**** Estratto
In un universo parallelo, Will (Winston Duke) vive da solo in una delle poche abitazioni esistenti. Non sentendo fame, sonno o dolore, tutta la sua attenzione è dedicata al suo lavoro: giudicare le anime degne di affrontare la Vita. La landa desolata che circonda la casa di Will, infatti, è popolata da anime confuse che hanno nove giorni per essere giudicate da un Interviewer ed essere scelte per un corpo umano. L’Interviewer poi seguirà le vicende delle anime selezionate tramite molteplici televisioni che riprendono la vita attraverso i loro occhi, inconsapevolmente. Ma perché Will ha il potere di giudicare le altre anime? Come si giudica un’anima? Chi è Will? E cosa succede dopo i fatidici Nine Days?

Nine Days Il potere della semplicità

Il regista Edson Oda rappresenta un universo fantasy assai semplice ma sorprendentemente efficace. La maggior parte del film è girato all’interno della casa di Will. Una casetta a schiera in stile classico americano, un po’ vecchiotta, ma assolutamente normale se non per i numerosi televisori a tubo catodico in salotto. Sembrerebbe una facile soluzione per rendere il film noioso; invece il set claustrofobico si adatta perfettamente alle sensazioni del protagonista. Essenziale, infatti, è osservare la bellezza della quotidianità. Oda non costruisce un universo completo, ma lascia questo Limbo in preda alla confusione, all’incertezza e all’impalpabilità. Intorno alla casa di Will, solo deserto (dello Utah, in questo caso), dalla luce forte e tagliente di giorno, e fumo e tenebre di notte.

Nove giorni per nove personaggi

Anche il cast è ridotto: sei anime che Will dovrà giudicare, Kyo (Benedict Wong), il suo migliore amico, Coleen, un’altra Interviewer, e Will stesso. Oda riesce a penetrare nelle radici di ogni personaggio, descrivendo profondamente la loro anima e differenziandole l’uno dall’altra senza l’uso di stereotipi (se non, forse, per il personaggio di Alexander). Ogni personaggio ha il potere di emozionare, tramite una sua personale caratteristica: la sensibilità di Mike, la tenerezza di Maria, l’arguzia di Emma (Zazie Beetz), la determinazione di Kane, la simpatia di Kyo. Durante la visione del film, il pubblico riesce ad entrare in empatia con tutti e partecipare attivamente al loro viaggio: sono infatti tutte sfaccettature di una stessa medaglia, una medaglia che Will ha perso da tempo.
********
**** Materiale fornito
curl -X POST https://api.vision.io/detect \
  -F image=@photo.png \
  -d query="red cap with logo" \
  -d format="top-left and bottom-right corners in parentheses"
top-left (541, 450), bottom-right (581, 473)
********
* **Compito da svolgere**: Riporta alla lettera il passo della recensione di Nine Days compreso tra "Il regista Edson" e "tenebre di notte.", estremi inclusi.

* **Risposta completa**:
Il regista Edson Oda rappresenta un universo fantasy assai semplice ma sorprendentemente efficace. La maggior parte del film è girato all’interno della casa di Will. Una casetta a schiera in stile classico americano, un po’ vecchiotta, ma assolutamente normale se non per i numerosi televisori a tubo catodico in salotto. Sembrerebbe una facile soluzione per rendere il film noioso; invece il set claustrofobico si adatta perfettamente alle sensazioni del protagonista. Essenziale, infatti, è osservare la bellezza della quotidianità. Oda non costruisce un universo completo, ma lascia questo Limbo in preda alla confusione, all’incertezza e all’impalpabilità. Intorno alla casa di Will, solo deserto (dello Utah, in questo caso), dalla luce forte e tagliente di giorno, e fumo e tenebre di notte.